-- Start of Selected excerpt --
# Price drop: Oenophilia Alexander wire wine rack on Amazon



## lilvixen (Jul 4, 2016)

I've had this in my Amazon wish list for a while and picked up a damaged box one last month. The price for new has dropped from $60 to $49 in the last month. I haven't filled the one I have yet (no batches bottled yet), but I ordered another damaged box one and a new one. It's a solid feeling rack, if anyone's looking for a study, simple, smaller rack.

https://www.amazon.com/dp/B000N40KOO/?tag=skimlinks_replacement-20


----------



## geek (Jul 4, 2016)

Can you post a picture of the one you already have.
I'd like to see a couple real pics of the product to see how it really looks.

Thanks.


----------



## lilvixen (Jul 4, 2016)

I haven't installed it in my master closet yet where it'll eventually go, so I brought it out and took a pic against the wall. The box fan is a standard fan, for size reference. The bottles shown are both bordeaux and burgundy 750ml.


----------



## ibglowin (Jul 4, 2016)

Have you seen the Sevile Wine Rack. Lots of folks have purchased them and love them as well. They say it holds 168 but you can safely and easily get 210 bottles in each rack. It s little more bang for the buck if you need the bottle storage space.


----------



## lilvixen (Jul 4, 2016)

@ibglowin, I looked at that, but for a few reasons, I opted against it.
- I live in an earthquake zone, so I wanted something lower that anchored into the wall and would hold the bottles in place, should we get a decent tremor.
- I'm commandeering master closet space under the hanging clothes, so dimensions were important, and I can fit three of these side-by-side on the back wall without affecting our current closet usage.
- Due to grad school, I think I'll only have time for 3-6 kits per year, so I don't need a ton of bottle storage.
- I like the look of this better


----------



## Tom (Jul 4, 2016)

ibglowin said:


> Have you seen the Sevile Wine Rack. Lots of folks have purchased them and love them as well. They say it holds 168 but you can safely and easily get 210 bottles in each rack. It s little more bang for the buck if you need the bottle storage space.
-- End of Selected excerpt --
-- Start of Data supplied --
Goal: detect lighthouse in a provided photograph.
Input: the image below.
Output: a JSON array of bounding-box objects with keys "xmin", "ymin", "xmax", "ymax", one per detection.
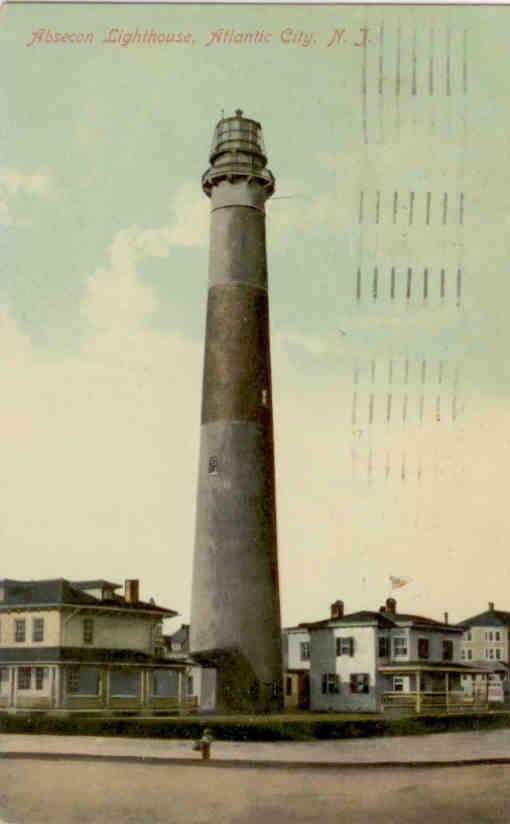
[{"xmin": 190, "ymin": 109, "xmax": 282, "ymax": 712}]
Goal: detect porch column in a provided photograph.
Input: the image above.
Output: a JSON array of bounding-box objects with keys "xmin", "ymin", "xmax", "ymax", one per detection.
[
  {"xmin": 141, "ymin": 670, "xmax": 149, "ymax": 707},
  {"xmin": 177, "ymin": 670, "xmax": 185, "ymax": 707},
  {"xmin": 9, "ymin": 667, "xmax": 17, "ymax": 709},
  {"xmin": 103, "ymin": 667, "xmax": 111, "ymax": 709}
]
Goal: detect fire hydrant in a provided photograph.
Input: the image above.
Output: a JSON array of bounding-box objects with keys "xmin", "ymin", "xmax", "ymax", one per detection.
[{"xmin": 193, "ymin": 730, "xmax": 212, "ymax": 761}]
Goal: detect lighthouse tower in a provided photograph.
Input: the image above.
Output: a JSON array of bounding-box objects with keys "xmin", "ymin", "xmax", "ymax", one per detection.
[{"xmin": 190, "ymin": 110, "xmax": 282, "ymax": 712}]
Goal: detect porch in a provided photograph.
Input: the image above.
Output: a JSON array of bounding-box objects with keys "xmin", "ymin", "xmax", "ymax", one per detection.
[{"xmin": 379, "ymin": 663, "xmax": 490, "ymax": 715}]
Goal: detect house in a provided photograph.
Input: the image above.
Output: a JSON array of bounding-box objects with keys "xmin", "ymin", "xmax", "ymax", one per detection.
[
  {"xmin": 296, "ymin": 598, "xmax": 485, "ymax": 712},
  {"xmin": 458, "ymin": 601, "xmax": 510, "ymax": 664},
  {"xmin": 282, "ymin": 626, "xmax": 310, "ymax": 709},
  {"xmin": 458, "ymin": 601, "xmax": 510, "ymax": 701},
  {"xmin": 163, "ymin": 624, "xmax": 189, "ymax": 657},
  {"xmin": 0, "ymin": 578, "xmax": 196, "ymax": 714}
]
-- End of Data supplied --
== Given instruction A ==
Repeat the records from the line holding "Goal: detect lighthouse tower" through the last line of the records, both ends included.
== Given instruction B ==
Carry on the wine rack thread from the point where it stops.
The wine rack thread and the records are independent of each other.

== Expected output A ==
Goal: detect lighthouse tower in a provided photograph.
Input: the image above.
Output: a JSON array of bounding-box objects with keys "xmin", "ymin", "xmax", "ymax", one per detection.
[{"xmin": 190, "ymin": 110, "xmax": 282, "ymax": 712}]
Goal: detect porch in a provided photograph.
Input: the image above.
Output: a JSON array of bounding-box objects with keys "xmin", "ymin", "xmax", "ymax", one per detection.
[{"xmin": 379, "ymin": 663, "xmax": 490, "ymax": 715}]
Goal: detect house in a provided photograph.
Input: the image above.
Output: a JSON array of bounding-box objects with keys "xmin", "ymin", "xmax", "ymax", one per detection.
[
  {"xmin": 296, "ymin": 598, "xmax": 485, "ymax": 712},
  {"xmin": 458, "ymin": 601, "xmax": 510, "ymax": 664},
  {"xmin": 282, "ymin": 626, "xmax": 310, "ymax": 709},
  {"xmin": 458, "ymin": 601, "xmax": 510, "ymax": 701},
  {"xmin": 163, "ymin": 624, "xmax": 189, "ymax": 657},
  {"xmin": 0, "ymin": 578, "xmax": 196, "ymax": 714}
]

== Expected output B ==
A great wine rack I have 3


----------



## geek (Jul 4, 2016)

ibglowin said:


> Have you seen the Sevile Wine Rack. Lots of folks have purchased them and love them as well. They say it holds 168 but you can safely and easily get 210 bottles in each rack. It s little more bang for the buck if you need the bottle storage space.




Mike, can you actually split that into two smaller racks?


----------



## ibglowin (Jul 4, 2016)

Yes you can. Plus they have 3 wire cradle supports per shelf and come with brackets to mount the unit against the wall as well if desired.



geek said:


> Mike, can you actually split that into two smaller racks?


----------



## lilvixen (Aug 10, 2016)

Dry fit of the wine racks before painting and replacing the flooring in the master closet. Whew, that's a tight fit! The closet isn't quite the 6' width I thought it was, which I scientifically measured with my outstretched arms, but it works!


----------



## bkisel (Aug 10, 2016)

I think that is an awesome fit. Looks like you'll need not be concerned with racking left to right.

BTW, wish the price were $49.01... "Price:	$48.97 & FREE Shipping on orders over $49. Details"


----------



## lilvixen (Aug 10, 2016)

Thanks, Bill!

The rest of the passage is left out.